Segmentation annotation records:
*-*-*

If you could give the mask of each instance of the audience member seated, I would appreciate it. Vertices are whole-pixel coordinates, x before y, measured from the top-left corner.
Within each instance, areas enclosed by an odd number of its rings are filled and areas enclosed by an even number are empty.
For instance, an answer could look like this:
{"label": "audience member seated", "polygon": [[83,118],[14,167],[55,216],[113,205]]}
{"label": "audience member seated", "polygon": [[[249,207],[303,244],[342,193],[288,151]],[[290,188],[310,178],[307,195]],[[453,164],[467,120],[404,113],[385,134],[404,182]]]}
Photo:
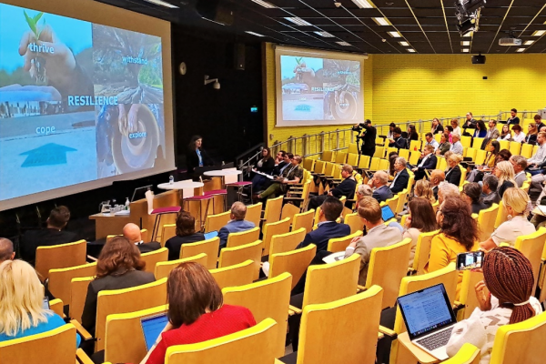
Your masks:
{"label": "audience member seated", "polygon": [[[44,287],[30,264],[18,259],[0,263],[0,342],[41,334],[65,325],[60,316],[44,309]],[[80,337],[76,334],[76,346],[79,344]]]}
{"label": "audience member seated", "polygon": [[91,335],[95,335],[98,292],[129,288],[155,281],[154,273],[142,271],[145,266],[138,248],[126,238],[113,238],[105,245],[96,262],[95,280],[87,288],[82,313],[82,326]]}
{"label": "audience member seated", "polygon": [[341,177],[343,177],[343,181],[340,184],[336,186],[335,188],[330,189],[327,193],[322,196],[315,196],[309,199],[308,208],[318,207],[328,196],[333,196],[336,198],[341,198],[341,197],[345,196],[347,198],[347,202],[345,202],[345,206],[349,208],[351,207],[352,202],[349,202],[349,199],[353,199],[355,197],[355,188],[357,187],[357,181],[352,175],[353,169],[349,165],[344,165],[341,167]]}
{"label": "audience member seated", "polygon": [[256,228],[256,225],[252,221],[245,220],[246,217],[247,207],[245,204],[238,201],[234,202],[233,205],[231,205],[231,214],[229,214],[229,218],[231,218],[231,220],[218,231],[220,249],[226,248],[229,234],[240,233]]}
{"label": "audience member seated", "polygon": [[479,183],[470,182],[464,185],[460,197],[470,205],[472,214],[480,214],[480,211],[490,207],[481,200],[481,186]]}
{"label": "audience member seated", "polygon": [[51,247],[76,241],[76,233],[63,230],[70,219],[70,210],[59,206],[51,210],[47,217],[47,226],[41,230],[28,230],[23,236],[21,257],[34,265],[36,258],[36,248]]}
{"label": "audience member seated", "polygon": [[0,263],[5,260],[14,260],[15,258],[14,243],[8,238],[0,238]]}
{"label": "audience member seated", "polygon": [[499,188],[499,178],[495,175],[486,175],[483,177],[483,186],[481,187],[481,201],[490,207],[492,204],[499,204],[500,197],[497,192]]}
{"label": "audience member seated", "polygon": [[140,228],[132,222],[123,228],[123,236],[126,237],[129,242],[135,244],[136,248],[138,248],[138,250],[140,250],[140,253],[149,253],[150,251],[161,248],[161,244],[157,241],[145,243],[144,240],[142,240]]}
{"label": "audience member seated", "polygon": [[520,251],[497,248],[486,254],[482,269],[483,280],[475,287],[480,307],[455,324],[446,349],[452,357],[468,342],[480,349],[480,363],[489,364],[497,329],[525,321],[542,308],[532,297],[532,267]]}
{"label": "audience member seated", "polygon": [[497,192],[500,198],[502,198],[502,195],[506,188],[513,187],[516,186],[516,181],[514,180],[514,167],[511,166],[507,160],[504,160],[495,167],[493,173],[499,178],[499,188]]}
{"label": "audience member seated", "polygon": [[205,235],[196,232],[196,219],[187,211],[180,211],[177,216],[177,235],[167,240],[165,248],[168,249],[168,260],[180,258],[182,244],[205,240]]}
{"label": "audience member seated", "polygon": [[517,187],[508,188],[502,197],[502,206],[507,213],[507,220],[493,231],[489,239],[480,243],[483,250],[490,250],[500,243],[513,247],[518,237],[536,231],[534,225],[527,219],[532,205],[525,191]]}
{"label": "audience member seated", "polygon": [[427,169],[436,168],[437,162],[438,159],[436,158],[436,156],[434,156],[434,147],[425,146],[423,154],[421,154],[421,157],[417,162],[417,167],[411,169],[415,173],[415,180],[419,181],[420,179],[423,179],[426,176],[425,171]]}
{"label": "audience member seated", "polygon": [[417,240],[420,233],[429,233],[438,228],[436,222],[436,214],[430,201],[425,198],[413,198],[408,204],[408,212],[410,216],[406,217],[406,226],[402,238],[411,238],[411,252],[410,253],[410,262],[408,267],[413,266],[415,250],[417,248]]}
{"label": "audience member seated", "polygon": [[460,184],[460,167],[459,164],[462,161],[462,156],[459,154],[452,154],[448,158],[449,169],[446,173],[446,182],[452,183],[455,186]]}
{"label": "audience member seated", "polygon": [[372,197],[378,200],[378,202],[386,201],[388,198],[392,198],[392,191],[387,186],[389,182],[389,175],[385,171],[377,171],[373,174],[373,177],[368,181],[368,186],[375,188]]}
{"label": "audience member seated", "polygon": [[[430,257],[425,272],[434,272],[457,263],[457,254],[480,248],[478,223],[471,216],[470,206],[460,197],[449,197],[438,208],[436,219],[440,234],[432,238]],[[459,299],[462,271],[459,274],[457,295]]]}
{"label": "audience member seated", "polygon": [[396,161],[394,162],[394,170],[396,171],[396,175],[394,175],[394,179],[390,183],[389,187],[393,195],[401,192],[404,188],[408,188],[410,173],[408,173],[408,170],[406,169],[407,166],[408,162],[406,162],[405,158],[402,157],[396,158]]}
{"label": "audience member seated", "polygon": [[142,364],[163,364],[172,346],[207,341],[256,325],[248,308],[224,305],[212,275],[195,262],[182,263],[171,271],[167,298],[168,323]]}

*-*-*

Report how many lines of the records above contain the string "each", treating uppercase and lowercase as different, and give only the number.

**SOLUTION TO THIS PROBLEM**
2